Exercise brief — Render each line of the data below as one string in a JSON list, with one string per line and blank lines left out. Omit the pictures from your answer.

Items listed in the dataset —
* * * * * * *
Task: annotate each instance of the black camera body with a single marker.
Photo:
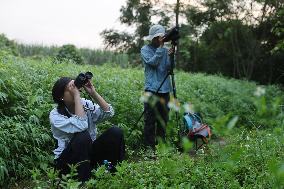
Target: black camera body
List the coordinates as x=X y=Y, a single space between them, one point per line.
x=82 y=79
x=172 y=35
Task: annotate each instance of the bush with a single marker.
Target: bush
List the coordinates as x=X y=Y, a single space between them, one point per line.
x=69 y=52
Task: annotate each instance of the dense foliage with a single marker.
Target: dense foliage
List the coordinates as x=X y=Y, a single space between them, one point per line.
x=246 y=115
x=232 y=37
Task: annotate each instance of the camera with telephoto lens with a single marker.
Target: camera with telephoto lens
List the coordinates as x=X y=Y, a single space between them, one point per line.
x=172 y=35
x=82 y=79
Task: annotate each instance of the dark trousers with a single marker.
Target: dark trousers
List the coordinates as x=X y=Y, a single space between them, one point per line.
x=155 y=120
x=86 y=155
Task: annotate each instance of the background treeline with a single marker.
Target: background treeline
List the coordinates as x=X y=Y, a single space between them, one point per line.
x=243 y=39
x=68 y=51
x=237 y=38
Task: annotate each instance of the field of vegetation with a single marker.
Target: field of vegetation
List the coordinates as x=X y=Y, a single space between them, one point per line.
x=245 y=151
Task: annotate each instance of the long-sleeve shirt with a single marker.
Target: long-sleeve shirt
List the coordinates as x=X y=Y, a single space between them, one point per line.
x=63 y=127
x=157 y=63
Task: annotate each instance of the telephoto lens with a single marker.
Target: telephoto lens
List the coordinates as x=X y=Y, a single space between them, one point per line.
x=172 y=35
x=82 y=79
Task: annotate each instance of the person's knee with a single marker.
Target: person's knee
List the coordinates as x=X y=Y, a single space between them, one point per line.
x=82 y=138
x=116 y=131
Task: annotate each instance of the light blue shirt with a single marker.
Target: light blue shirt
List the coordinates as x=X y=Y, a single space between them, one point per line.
x=157 y=63
x=63 y=127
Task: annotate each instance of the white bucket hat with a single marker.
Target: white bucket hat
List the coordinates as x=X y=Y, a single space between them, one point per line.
x=155 y=31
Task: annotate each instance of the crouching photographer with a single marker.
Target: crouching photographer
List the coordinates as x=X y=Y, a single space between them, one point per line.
x=73 y=125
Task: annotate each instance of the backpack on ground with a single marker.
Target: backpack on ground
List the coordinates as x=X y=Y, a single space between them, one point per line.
x=195 y=129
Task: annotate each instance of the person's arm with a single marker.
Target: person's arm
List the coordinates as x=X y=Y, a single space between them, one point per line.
x=89 y=87
x=149 y=58
x=72 y=124
x=102 y=110
x=79 y=110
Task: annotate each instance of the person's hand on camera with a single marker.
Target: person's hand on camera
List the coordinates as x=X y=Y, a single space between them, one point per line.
x=89 y=88
x=171 y=51
x=161 y=42
x=74 y=91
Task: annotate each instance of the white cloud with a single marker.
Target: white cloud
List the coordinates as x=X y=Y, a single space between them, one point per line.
x=59 y=22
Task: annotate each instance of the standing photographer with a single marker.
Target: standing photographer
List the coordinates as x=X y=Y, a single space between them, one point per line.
x=157 y=64
x=73 y=125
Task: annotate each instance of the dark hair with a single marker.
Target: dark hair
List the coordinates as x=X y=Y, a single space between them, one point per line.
x=58 y=93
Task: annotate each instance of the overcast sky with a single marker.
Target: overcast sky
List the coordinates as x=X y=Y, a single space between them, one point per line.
x=57 y=22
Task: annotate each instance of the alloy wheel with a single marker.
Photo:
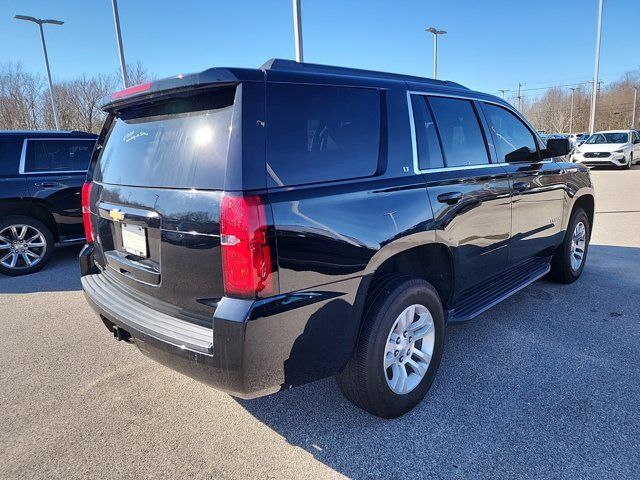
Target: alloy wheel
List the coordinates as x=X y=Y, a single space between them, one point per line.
x=21 y=246
x=409 y=349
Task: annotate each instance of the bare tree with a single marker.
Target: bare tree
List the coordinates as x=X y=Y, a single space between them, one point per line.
x=25 y=103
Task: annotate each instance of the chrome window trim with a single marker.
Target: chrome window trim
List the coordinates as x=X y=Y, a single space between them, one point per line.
x=23 y=157
x=414 y=139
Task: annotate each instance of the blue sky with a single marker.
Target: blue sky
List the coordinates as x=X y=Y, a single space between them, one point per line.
x=491 y=44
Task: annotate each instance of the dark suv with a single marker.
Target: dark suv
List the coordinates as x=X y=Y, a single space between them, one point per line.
x=41 y=174
x=260 y=229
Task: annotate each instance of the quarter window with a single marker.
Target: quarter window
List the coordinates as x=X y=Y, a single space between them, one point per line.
x=321 y=133
x=58 y=155
x=512 y=137
x=460 y=133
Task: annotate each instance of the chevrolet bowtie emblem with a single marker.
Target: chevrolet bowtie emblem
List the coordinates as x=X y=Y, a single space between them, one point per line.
x=116 y=215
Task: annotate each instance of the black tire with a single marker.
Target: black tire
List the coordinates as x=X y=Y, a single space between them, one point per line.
x=45 y=252
x=561 y=269
x=363 y=380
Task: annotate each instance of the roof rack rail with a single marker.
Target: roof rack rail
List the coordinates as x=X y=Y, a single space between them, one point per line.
x=279 y=64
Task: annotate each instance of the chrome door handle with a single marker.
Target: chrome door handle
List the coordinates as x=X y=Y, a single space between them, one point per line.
x=520 y=186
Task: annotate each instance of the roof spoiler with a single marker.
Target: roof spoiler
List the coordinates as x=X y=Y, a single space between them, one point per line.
x=281 y=65
x=168 y=86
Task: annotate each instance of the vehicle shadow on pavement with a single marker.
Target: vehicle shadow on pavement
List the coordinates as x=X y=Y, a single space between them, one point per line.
x=61 y=274
x=546 y=378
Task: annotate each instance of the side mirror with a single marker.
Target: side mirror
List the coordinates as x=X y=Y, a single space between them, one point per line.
x=556 y=147
x=521 y=155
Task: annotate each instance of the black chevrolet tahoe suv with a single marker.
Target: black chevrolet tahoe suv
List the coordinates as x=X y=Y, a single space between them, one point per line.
x=257 y=229
x=41 y=174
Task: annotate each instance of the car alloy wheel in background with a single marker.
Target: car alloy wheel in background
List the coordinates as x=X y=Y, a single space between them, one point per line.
x=21 y=247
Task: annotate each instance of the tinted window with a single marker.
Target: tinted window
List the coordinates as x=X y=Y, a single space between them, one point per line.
x=58 y=155
x=511 y=135
x=10 y=149
x=608 y=137
x=460 y=132
x=320 y=133
x=186 y=150
x=429 y=153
* * * * * * *
Exercise solution —
[
  "Task: annotate each instance of the black camera body with a single marker.",
  "Photo:",
  "Target: black camera body",
  "List the coordinates as x=X y=Y, a single space between them, one point per line.",
  "x=82 y=79",
  "x=172 y=35",
  "Task: annotate each instance of the bush with a single marker.",
  "Target: bush",
  "List the coordinates as x=X y=Y, a single space between them, one point per line.",
  "x=69 y=52",
  "Task: annotate each instance of the dense foliage with a single marker.",
  "Target: dense foliage",
  "List the coordinates as x=X y=Y, a single space between them, one point per line.",
  "x=246 y=115",
  "x=232 y=37",
  "Task: annotate each instance of the camera with telephoto lens with a single marker.",
  "Target: camera with telephoto lens",
  "List the coordinates as x=X y=Y, a single space between them, one point per line.",
  "x=172 y=35",
  "x=82 y=79",
  "Task: annotate each instance of the dark trousers with a single marker.",
  "Target: dark trousers",
  "List the coordinates as x=X y=Y, a single space between them, one point per line.",
  "x=155 y=120",
  "x=86 y=155",
  "Task: annotate each instance of the background treeline with a single marker.",
  "Target: background treeline",
  "List the coordinates as x=X y=Y, a single space between them, one point per line.",
  "x=243 y=39",
  "x=68 y=51",
  "x=237 y=38",
  "Task: annotate each instance of the field of vegetation with a single marker.",
  "Target: field of vegetation",
  "List the coordinates as x=X y=Y, a single space between them, one point per line.",
  "x=245 y=151",
  "Task: annotate each instance of the long-sleeve shirt with a single marker.",
  "Target: long-sleeve shirt",
  "List the coordinates as x=X y=Y, a single space between them, one point per line.",
  "x=63 y=127",
  "x=157 y=63",
  "Task: annotate each instance of the telephoto lens with a single marker.",
  "Target: telephoto lens",
  "List the coordinates as x=X y=Y, a single space between them, one point per line.",
  "x=172 y=35",
  "x=82 y=79",
  "Task: annotate each instance of the person's knee with a single marker.",
  "Target: person's knee",
  "List the coordinates as x=X y=Y, a single space between them, one point per line.",
  "x=82 y=138",
  "x=116 y=131",
  "Task: annotate each instance of the light blue shirt with a single marker.",
  "Target: light blue shirt",
  "List the coordinates as x=X y=Y, a single space between them, one point per line.",
  "x=157 y=63",
  "x=63 y=127",
  "Task: annotate each instance of the white bucket hat with a single marker.",
  "Target: white bucket hat",
  "List the coordinates as x=X y=Y, a single space between them, one point per line.",
  "x=155 y=31",
  "Task: annotate each instance of the crouching photographer with a single marker.",
  "Target: crouching photographer",
  "List the coordinates as x=X y=Y, a single space between them, one point per line.",
  "x=73 y=125",
  "Task: annotate each instance of the backpack on ground with a single marker.",
  "Target: backpack on ground",
  "List the coordinates as x=X y=Y, a single space between them, one point per line.",
  "x=195 y=129",
  "Task: annotate each instance of the person's arm with a single marker.",
  "Target: person's arm",
  "List the coordinates as x=X y=Y, a single space between them, one point per line.",
  "x=89 y=87",
  "x=149 y=58",
  "x=72 y=124",
  "x=102 y=110",
  "x=79 y=110",
  "Task: annotate each instance of the person's hand on camera with a single marker.",
  "Target: person's hand on camera",
  "List the coordinates as x=X y=Y, a single space between them, one point per line.",
  "x=89 y=88",
  "x=171 y=51",
  "x=161 y=42",
  "x=74 y=91",
  "Task: annotate each instance of the white cloud with a single marker.",
  "Target: white cloud",
  "List the coordinates as x=X y=Y, a single space between them, one point per line.",
  "x=59 y=22",
  "Task: annotate each instance of the standing photographer with a single marker.",
  "Target: standing photographer",
  "List the coordinates as x=X y=Y, a single space between them, one point per line.",
  "x=157 y=64",
  "x=73 y=125",
  "Task: annotate each instance of the dark hair with a single marker.",
  "Target: dark hair",
  "List the coordinates as x=X y=Y, a single space between them, one point per line.",
  "x=58 y=93",
  "Task: annotate each instance of the overcast sky with a single marker.",
  "Target: overcast sky",
  "List the coordinates as x=X y=Y, a single space between them, one point per line.",
  "x=57 y=22",
  "Task: annotate each instance of the alloy wheel with a single marker.",
  "Photo:",
  "Target: alloy wheel",
  "List the coordinates as x=X y=Y, a single space between them, one point per line.",
  "x=21 y=246",
  "x=409 y=349",
  "Task: annotate each instance of the bare tree with a single marker.",
  "Target: bare tree",
  "List the coordinates as x=X y=Y, a single space between them, one point per line.",
  "x=25 y=103",
  "Task: annotate each instance of the chrome window trim with a single marker.",
  "Target: chrome window trim",
  "List the coordinates as x=X y=Y, a single space between them, one point per line.",
  "x=23 y=157",
  "x=414 y=139",
  "Task: annotate each instance of the blue sky with a single marker.",
  "Target: blue sky",
  "List the coordinates as x=X y=Y, a single space between them, one point per line.",
  "x=491 y=44",
  "Task: annotate each instance of the dark suv with a single marker.",
  "Target: dark suv",
  "List the coordinates as x=X y=Y, a single space between them, one point per line.",
  "x=41 y=174",
  "x=260 y=229",
  "Task: annotate each instance of the quarter window with a single marker.",
  "Target: quarter window",
  "List the coordinates as x=X y=Y, a single space between them, one point per line.",
  "x=321 y=133",
  "x=58 y=155",
  "x=512 y=137",
  "x=460 y=133",
  "Task: annotate each instance of the chevrolet bowtie emblem with a single marker.",
  "Target: chevrolet bowtie emblem",
  "List the coordinates as x=X y=Y, a single space between them, one point per line.",
  "x=116 y=215",
  "Task: annotate each instance of the black tire with a single marker.",
  "Target: black tire",
  "List the coordinates as x=X y=Y, a single space between them, one point per line.",
  "x=45 y=252",
  "x=561 y=269",
  "x=363 y=380",
  "Task: annotate each instance of the roof rack rail with a single marker.",
  "Target: roof rack rail",
  "List the coordinates as x=X y=Y, a single space between them, one point per line.",
  "x=279 y=64",
  "Task: annotate each instance of the chrome door handle with a single marker.",
  "Target: chrome door handle",
  "List the coordinates as x=X y=Y, a single space between them, one point per line.",
  "x=520 y=186",
  "Task: annotate each instance of the roof spoiler with a single marker.",
  "Target: roof spoiler",
  "List the coordinates as x=X y=Y, a single space between them, one point per line.",
  "x=281 y=65",
  "x=168 y=86",
  "Task: annotate each instance of the vehicle shadow on pavement with a single marker.",
  "Target: vehicle shadow on pavement",
  "List the coordinates as x=X y=Y, a single space between them, one point per line.",
  "x=61 y=274",
  "x=546 y=378",
  "Task: annotate each instance of the side mirror with a single marker.",
  "Target: side mirror",
  "List the coordinates as x=X y=Y, a single space between them, one point per line.",
  "x=556 y=147",
  "x=521 y=155",
  "Task: annotate each instance of the black chevrolet tahoe suv with a single marker.",
  "Target: black chevrolet tahoe suv",
  "List the coordinates as x=X y=Y, a single space between them, one point per line.",
  "x=257 y=229",
  "x=41 y=174",
  "Task: annotate each instance of the car alloy wheel in background with a single marker.",
  "Target: car alloy wheel in background",
  "List the coordinates as x=X y=Y, a single space between them, one point per line.",
  "x=21 y=247",
  "Task: annotate each instance of the tinted window with a single marker.",
  "Target: tinted window",
  "List the coordinates as x=X y=Y, a single space between them, one point per line.",
  "x=58 y=155",
  "x=511 y=135",
  "x=10 y=149",
  "x=608 y=137",
  "x=460 y=132",
  "x=320 y=133",
  "x=186 y=150",
  "x=429 y=153"
]